**Stated problem a:**
Format the stretch of the listing from the line containing "query (the noun phrase to segment): gray" through the end of the listing as a JSON list of strings, one string per line, with blank lines left out.

**Page text:**
The soundtrack to Enemy at the Gates was written by James Horner and released on March 31, 2009.
|1.||"The River Crossing to Stalingrad"||15:13|
|2.||"The Hunter Becomes the Hunted"||5:53|
|3.||"Vassili's Fame Spreads"||3:40|
|7.||"The Tractor Factory"||6:43|
|8.||"A Sniper's War"||3:25|
|12.||"Tania (End Credits)"||6:53|
Based on 137 reviews collected by Rotten Tomatoes, the film received a 54% approval rating from critics with a weighted average score of 5.7/10. The reviews were summarized as "Atmospheric and thrilling, Enemy at the Gates gets the look and feel of war right. However, the love story seems out of place." Metacritic, which assigns a normalized rating, calculated an average score of 53 out of 100, based on 33 reviews.
Roger Ebert gave the film three stars out of four and wrote that it
is about two men placed in a situation where they have to try to use their intelligence and skills to kill each other. When Annaud focuses on that, the movie works with rare concentration. The additional plot stuff and the romance are kind of a shame.
New York Magazine's Peter Ranier was less kind, declaring "It's as if an obsessed film nut had decided to collect every bad war-film convention on one computer and program it to spit out a script." Peter Travers of Rolling Stone admitted the film had faults, but that "any flaws in execution pale against those moments when the film brings history to vital life."

**Records shown:**

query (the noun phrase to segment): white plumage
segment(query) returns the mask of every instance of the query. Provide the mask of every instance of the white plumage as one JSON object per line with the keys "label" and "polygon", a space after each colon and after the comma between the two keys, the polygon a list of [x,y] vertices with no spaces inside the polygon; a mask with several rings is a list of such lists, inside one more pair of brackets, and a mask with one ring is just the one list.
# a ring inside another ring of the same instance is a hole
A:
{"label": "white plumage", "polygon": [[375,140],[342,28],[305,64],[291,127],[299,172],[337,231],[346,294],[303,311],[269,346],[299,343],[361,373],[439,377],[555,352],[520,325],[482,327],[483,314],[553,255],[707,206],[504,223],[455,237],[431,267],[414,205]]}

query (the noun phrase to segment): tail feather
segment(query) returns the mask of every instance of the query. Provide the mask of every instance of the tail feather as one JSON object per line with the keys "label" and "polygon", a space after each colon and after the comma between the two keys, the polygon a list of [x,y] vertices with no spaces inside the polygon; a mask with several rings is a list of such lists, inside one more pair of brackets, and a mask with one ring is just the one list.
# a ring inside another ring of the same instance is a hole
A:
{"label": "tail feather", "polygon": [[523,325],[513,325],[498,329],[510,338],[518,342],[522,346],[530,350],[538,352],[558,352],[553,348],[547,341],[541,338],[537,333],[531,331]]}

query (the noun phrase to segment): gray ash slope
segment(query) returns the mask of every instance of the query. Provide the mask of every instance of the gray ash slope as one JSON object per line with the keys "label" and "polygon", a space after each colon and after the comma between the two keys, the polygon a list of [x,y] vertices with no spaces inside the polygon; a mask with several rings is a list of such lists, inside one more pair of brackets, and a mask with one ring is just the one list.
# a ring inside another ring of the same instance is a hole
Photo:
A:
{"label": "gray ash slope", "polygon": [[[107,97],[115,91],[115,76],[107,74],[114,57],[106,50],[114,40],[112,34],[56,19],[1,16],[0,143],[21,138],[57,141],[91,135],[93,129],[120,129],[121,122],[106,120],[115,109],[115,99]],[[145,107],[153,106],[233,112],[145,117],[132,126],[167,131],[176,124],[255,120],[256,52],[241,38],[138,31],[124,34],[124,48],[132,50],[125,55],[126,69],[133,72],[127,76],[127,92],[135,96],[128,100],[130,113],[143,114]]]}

**Stated problem b:**
According to the page text about Enemy at the Gates, what approval rating did the film get from critics on Rotten Tomatoes?

**Exercise response a:**
[
  "query (the noun phrase to segment): gray ash slope",
  "segment(query) returns the mask of every instance of the query. Provide the mask of every instance of the gray ash slope as one JSON object per line with the keys \"label\" and \"polygon\", a space after each colon and after the comma between the two keys, the polygon a list of [x,y] vertices with no spaces inside the polygon; a mask with several rings is a list of such lists, inside one more pair of brackets, and a mask with one ring is just the one list.",
  "# a ring inside another ring of the same instance is a hole",
  "Photo:",
  "A:",
  "{\"label\": \"gray ash slope\", \"polygon\": [[[107,97],[115,91],[115,76],[107,74],[114,57],[106,50],[114,40],[112,34],[56,19],[1,16],[0,143],[21,138],[57,141],[91,135],[93,129],[120,129],[121,122],[106,120],[115,109],[115,99]],[[145,107],[153,106],[233,112],[145,117],[132,126],[167,131],[176,124],[255,120],[256,52],[241,38],[138,31],[124,34],[124,48],[132,50],[125,55],[126,69],[133,72],[127,76],[127,92],[135,96],[128,100],[130,113],[143,114]]]}"
]

**Exercise response b:**
54%